TASK OBJECTIVE: Text only, exactly as given: reproduce the entries below without their pictures.

** INPUT follows **

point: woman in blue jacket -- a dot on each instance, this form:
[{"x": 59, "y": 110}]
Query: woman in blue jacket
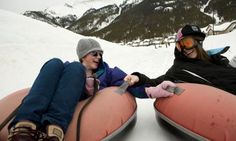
[{"x": 48, "y": 108}]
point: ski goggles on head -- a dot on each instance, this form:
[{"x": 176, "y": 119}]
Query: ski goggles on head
[
  {"x": 186, "y": 43},
  {"x": 96, "y": 53}
]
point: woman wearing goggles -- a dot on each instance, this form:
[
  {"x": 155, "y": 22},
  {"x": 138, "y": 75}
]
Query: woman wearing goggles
[{"x": 193, "y": 64}]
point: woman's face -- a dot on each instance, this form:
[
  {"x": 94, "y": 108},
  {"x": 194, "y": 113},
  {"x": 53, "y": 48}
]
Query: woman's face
[
  {"x": 188, "y": 46},
  {"x": 92, "y": 59},
  {"x": 190, "y": 53}
]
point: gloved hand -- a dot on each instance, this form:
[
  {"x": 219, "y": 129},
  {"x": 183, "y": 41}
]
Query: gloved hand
[
  {"x": 160, "y": 90},
  {"x": 131, "y": 79},
  {"x": 233, "y": 62}
]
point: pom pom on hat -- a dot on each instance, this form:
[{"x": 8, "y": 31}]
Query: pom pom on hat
[{"x": 86, "y": 46}]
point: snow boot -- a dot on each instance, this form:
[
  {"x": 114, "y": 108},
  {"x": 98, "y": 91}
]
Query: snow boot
[
  {"x": 24, "y": 131},
  {"x": 54, "y": 133}
]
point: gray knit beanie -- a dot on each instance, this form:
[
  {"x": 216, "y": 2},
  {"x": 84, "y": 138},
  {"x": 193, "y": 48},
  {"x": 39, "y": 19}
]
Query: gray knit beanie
[{"x": 86, "y": 46}]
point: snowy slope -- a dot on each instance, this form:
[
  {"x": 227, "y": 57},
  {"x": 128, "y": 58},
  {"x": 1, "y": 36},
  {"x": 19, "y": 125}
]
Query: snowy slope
[{"x": 25, "y": 44}]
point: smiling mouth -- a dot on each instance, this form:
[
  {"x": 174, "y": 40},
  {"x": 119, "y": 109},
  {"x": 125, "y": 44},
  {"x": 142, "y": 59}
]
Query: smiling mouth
[{"x": 188, "y": 53}]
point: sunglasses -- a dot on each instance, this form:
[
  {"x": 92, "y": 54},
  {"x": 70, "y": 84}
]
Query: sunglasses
[{"x": 96, "y": 53}]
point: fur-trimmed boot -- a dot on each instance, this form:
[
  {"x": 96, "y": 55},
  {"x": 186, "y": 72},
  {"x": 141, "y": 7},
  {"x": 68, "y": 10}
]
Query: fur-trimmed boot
[
  {"x": 54, "y": 133},
  {"x": 24, "y": 131}
]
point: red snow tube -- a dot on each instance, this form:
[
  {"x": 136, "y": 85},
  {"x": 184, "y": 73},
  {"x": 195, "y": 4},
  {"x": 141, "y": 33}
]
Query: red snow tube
[
  {"x": 203, "y": 112},
  {"x": 104, "y": 118}
]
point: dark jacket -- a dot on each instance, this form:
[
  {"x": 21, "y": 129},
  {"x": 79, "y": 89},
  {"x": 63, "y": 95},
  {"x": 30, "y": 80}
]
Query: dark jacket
[
  {"x": 216, "y": 73},
  {"x": 114, "y": 77}
]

** End of INPUT **

COMPLETED TASK:
point: woman in blue jacket -- a dot on each instance, this form:
[{"x": 59, "y": 110}]
Query: woman in blue jacket
[{"x": 48, "y": 108}]
point: ski goggles on head -- a dot on each instance, this form:
[{"x": 176, "y": 119}]
Query: ski goggles on head
[
  {"x": 186, "y": 43},
  {"x": 96, "y": 53}
]
point: woman wearing goggles -- a dot on each instance, this form:
[
  {"x": 155, "y": 22},
  {"x": 138, "y": 75}
]
Query: woman wearing goggles
[{"x": 193, "y": 64}]
point: woman's face -- a dot on each instance, this form:
[
  {"x": 94, "y": 108},
  {"x": 194, "y": 113},
  {"x": 53, "y": 48}
]
Query: woman's face
[
  {"x": 188, "y": 46},
  {"x": 92, "y": 59},
  {"x": 190, "y": 53}
]
point: gloved hand -- a dot on each instance, this form:
[
  {"x": 219, "y": 129},
  {"x": 183, "y": 41}
]
Query: gloved hand
[
  {"x": 160, "y": 90},
  {"x": 131, "y": 79},
  {"x": 233, "y": 62}
]
point: pom pom on hat -- a dot on each instance, this form:
[{"x": 8, "y": 31}]
Query: pom pom on hat
[{"x": 86, "y": 46}]
point: snow boot -- a dot on each instance, this form:
[
  {"x": 114, "y": 108},
  {"x": 98, "y": 91}
]
Query: snow boot
[
  {"x": 24, "y": 131},
  {"x": 54, "y": 133}
]
point: gray knit beanie -- a dot on each instance, this form:
[
  {"x": 216, "y": 2},
  {"x": 84, "y": 138},
  {"x": 193, "y": 48},
  {"x": 39, "y": 19}
]
Query: gray knit beanie
[{"x": 86, "y": 46}]
point: snowy slope -- a dot on each instance, this form:
[
  {"x": 227, "y": 57},
  {"x": 128, "y": 58},
  {"x": 1, "y": 36},
  {"x": 19, "y": 125}
]
Query: snowy slope
[{"x": 25, "y": 44}]
point: smiling mouth -- a dot on each instance, this form:
[
  {"x": 174, "y": 40},
  {"x": 119, "y": 109},
  {"x": 125, "y": 44},
  {"x": 142, "y": 59}
]
Query: smiling mouth
[{"x": 188, "y": 53}]
point: sunglasses -- a dot on each instance, this form:
[
  {"x": 92, "y": 54},
  {"x": 70, "y": 84}
]
Query: sunglasses
[{"x": 96, "y": 53}]
point: fur-trimmed boot -- a dot on each instance, this form:
[
  {"x": 96, "y": 55},
  {"x": 186, "y": 72},
  {"x": 141, "y": 7},
  {"x": 68, "y": 10}
]
Query: fur-trimmed boot
[
  {"x": 54, "y": 133},
  {"x": 24, "y": 131}
]
point: red snow tube -- a dot on each instance, this form:
[
  {"x": 136, "y": 85},
  {"x": 184, "y": 73},
  {"x": 195, "y": 4},
  {"x": 141, "y": 33}
]
Query: red snow tube
[
  {"x": 203, "y": 112},
  {"x": 104, "y": 118}
]
point: dark jacket -- a dot on each instance, this form:
[
  {"x": 21, "y": 129},
  {"x": 79, "y": 89},
  {"x": 63, "y": 95},
  {"x": 30, "y": 80}
]
Query: dark jacket
[
  {"x": 216, "y": 73},
  {"x": 114, "y": 77}
]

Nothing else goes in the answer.